This work addresses the vulnerability of retrieval-augmented generation (RAG) systems to “knowledge poisoning” attacks—where adversaries inject adversarial texts into knowledge sources to manipulate model outputs. We propose FilterRAG and its multi-layer extension ML-FilterRAG, a two-tier defense framework that exploits discriminative intrinsic properties of adversarial texts, including semantic inconsistency, low retrieval confidence, and poor generation guidance. Leveraging lightweight feature analysis and machine learning–based classification, the framework enables accurate, real-time filtering of poisoned content. Extensive experiments across multiple benchmark datasets demonstrate that our approach reduces attack success rates by over 90% while preserving ≥96% of the original RAG’s task performance—outperforming existing baselines. To the best of our knowledge, this is the first RAG security defense method grounded in explicit modeling of adversarial text properties. It delivers an interpretable, computationally efficient, and deployment-friendly solution for building trustworthy knowledge-enhanced systems.

== PROBLEM REQUIREMENTS ==
Please explain, in one to three sentences, how the FilterRAG abstract above says the framework manages accurate, real-time filtering of poisoned content.

== INPUT DATA ==

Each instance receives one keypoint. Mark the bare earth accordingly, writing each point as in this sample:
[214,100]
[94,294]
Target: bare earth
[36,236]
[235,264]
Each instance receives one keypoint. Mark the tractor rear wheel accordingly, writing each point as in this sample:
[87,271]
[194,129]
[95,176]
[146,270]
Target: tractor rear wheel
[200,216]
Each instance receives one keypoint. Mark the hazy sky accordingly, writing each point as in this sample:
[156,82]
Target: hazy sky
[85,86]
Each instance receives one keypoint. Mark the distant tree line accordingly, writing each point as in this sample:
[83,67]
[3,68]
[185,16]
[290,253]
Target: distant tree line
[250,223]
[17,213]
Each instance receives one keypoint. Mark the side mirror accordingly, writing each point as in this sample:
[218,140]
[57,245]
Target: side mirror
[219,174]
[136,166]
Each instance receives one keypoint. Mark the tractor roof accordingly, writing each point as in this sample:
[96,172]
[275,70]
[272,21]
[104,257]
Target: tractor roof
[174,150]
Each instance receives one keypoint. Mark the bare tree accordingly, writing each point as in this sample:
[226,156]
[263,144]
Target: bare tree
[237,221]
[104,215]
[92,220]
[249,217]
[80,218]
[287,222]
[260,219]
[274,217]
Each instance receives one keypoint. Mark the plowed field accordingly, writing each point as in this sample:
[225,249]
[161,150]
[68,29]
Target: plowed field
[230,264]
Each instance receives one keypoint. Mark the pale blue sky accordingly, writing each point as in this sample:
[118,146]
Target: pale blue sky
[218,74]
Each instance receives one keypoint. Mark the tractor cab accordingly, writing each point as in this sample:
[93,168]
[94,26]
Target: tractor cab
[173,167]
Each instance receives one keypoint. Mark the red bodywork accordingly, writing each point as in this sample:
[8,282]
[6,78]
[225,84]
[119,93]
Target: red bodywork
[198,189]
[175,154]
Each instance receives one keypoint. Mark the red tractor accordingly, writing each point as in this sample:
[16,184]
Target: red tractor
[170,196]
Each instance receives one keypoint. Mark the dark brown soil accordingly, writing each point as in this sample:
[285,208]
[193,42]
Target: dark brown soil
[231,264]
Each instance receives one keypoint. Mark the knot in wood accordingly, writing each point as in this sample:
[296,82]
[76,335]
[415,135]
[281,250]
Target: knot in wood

* * *

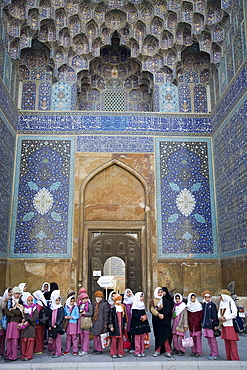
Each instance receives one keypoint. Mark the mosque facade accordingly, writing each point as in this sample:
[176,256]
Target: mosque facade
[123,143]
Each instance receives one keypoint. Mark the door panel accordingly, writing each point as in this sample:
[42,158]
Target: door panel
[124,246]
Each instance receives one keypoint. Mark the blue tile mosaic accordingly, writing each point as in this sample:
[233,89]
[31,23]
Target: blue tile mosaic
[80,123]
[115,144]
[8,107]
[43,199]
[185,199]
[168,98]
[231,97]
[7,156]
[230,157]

* * *

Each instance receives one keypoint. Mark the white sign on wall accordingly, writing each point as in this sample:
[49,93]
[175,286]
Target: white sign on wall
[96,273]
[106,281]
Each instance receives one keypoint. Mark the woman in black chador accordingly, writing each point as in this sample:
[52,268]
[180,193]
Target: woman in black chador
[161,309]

== OUTPUT FOR THIS TASK ==
The framework uses lightweight feature analysis and machine learning–based classification. These exploit discriminative intrinsic properties of adversarial texts, including semantic inconsistency, low retrieval confidence, and poor generation guidance.